Requests ::
- A) Retype the mailing list post from "Q: Python 2.0" up to and including "same with Viper?".
- B) According to the mailing list post, what two operations make up the expression "x.a (args)" in Python?
[Source passage start]
Q: Python 2.0 preliminary features?

William Tanksley wtanksle at hawking.armored.net
Sat Oct 23 10:23:59 EDT 1999


On Wed, 20 Oct 1999 05:55:44 +1000, skaller wrote:
>William Tanksley wrote:
>> This is totally orthogonal to your post, but I'm just curious: I like how
>> Dylan allows one to write the first argument of a function either as a
>> distinguished or ordinary paramter -- that is, "abs(1)" is the same as
>> "(1).abs()".

>> Can we do the same with Viper?

>	No. I was going to implement it, but when I considered it,
>I realised it wouldn't work well in Python. The problem is 
>several fold: in the first place, there's nothing magical
>about function calls in python:

>		x.a (args)

>is really:
>	(x.a) (args)
>that is, an attribute lookup _followed_ by a function call.

Yes, I see.  This does make this syntax effectively impossible.  Okay,
just as well.
[Source passage end]
[Data extract start]
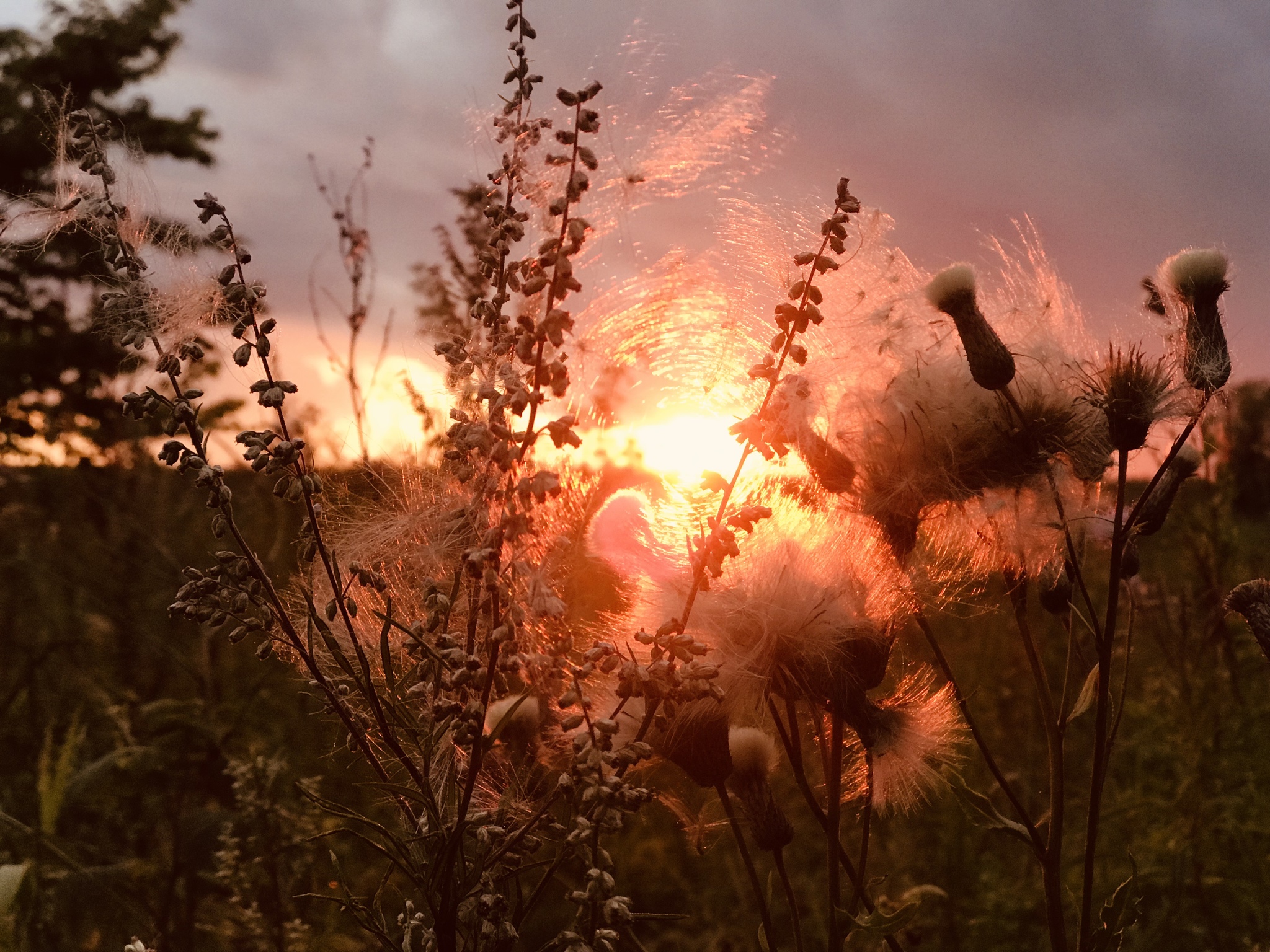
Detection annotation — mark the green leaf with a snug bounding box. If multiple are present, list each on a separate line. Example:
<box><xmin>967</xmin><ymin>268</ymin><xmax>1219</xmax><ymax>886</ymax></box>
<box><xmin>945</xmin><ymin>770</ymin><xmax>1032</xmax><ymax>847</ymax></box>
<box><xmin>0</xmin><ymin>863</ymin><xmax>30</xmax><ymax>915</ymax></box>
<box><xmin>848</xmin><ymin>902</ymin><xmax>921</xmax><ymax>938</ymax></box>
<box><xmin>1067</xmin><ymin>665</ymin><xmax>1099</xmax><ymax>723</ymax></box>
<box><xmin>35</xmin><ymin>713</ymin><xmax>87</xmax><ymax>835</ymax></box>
[Data extract end]
[Data extract start]
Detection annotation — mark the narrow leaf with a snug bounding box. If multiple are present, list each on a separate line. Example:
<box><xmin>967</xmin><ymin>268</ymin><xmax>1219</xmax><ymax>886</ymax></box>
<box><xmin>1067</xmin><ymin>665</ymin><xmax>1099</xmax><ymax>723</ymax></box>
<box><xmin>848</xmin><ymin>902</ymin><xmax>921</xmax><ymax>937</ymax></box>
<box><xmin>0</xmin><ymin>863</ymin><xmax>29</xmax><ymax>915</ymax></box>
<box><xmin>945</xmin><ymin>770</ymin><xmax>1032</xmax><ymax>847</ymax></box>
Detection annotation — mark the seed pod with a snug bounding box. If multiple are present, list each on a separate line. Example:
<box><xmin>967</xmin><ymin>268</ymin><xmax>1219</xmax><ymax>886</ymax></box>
[Data extract end]
The results ::
- A)
Q: Python 2.0 preliminary features?

William Tanksley wtanksle at hawking.armored.net
Sat Oct 23 10:23:59 EDT 1999


On Wed, 20 Oct 1999 05:55:44 +1000, skaller wrote:
>William Tanksley wrote:
>> This is totally orthogonal to your post, but I'm just curious: I like how
>> Dylan allows one to write the first argument of a function either as a
>> distinguished or ordinary paramter -- that is, "abs(1)" is the same as
>> "(1).abs()".

>> Can we do the same with Viper?

- B) An attribute lookup followed by a function call.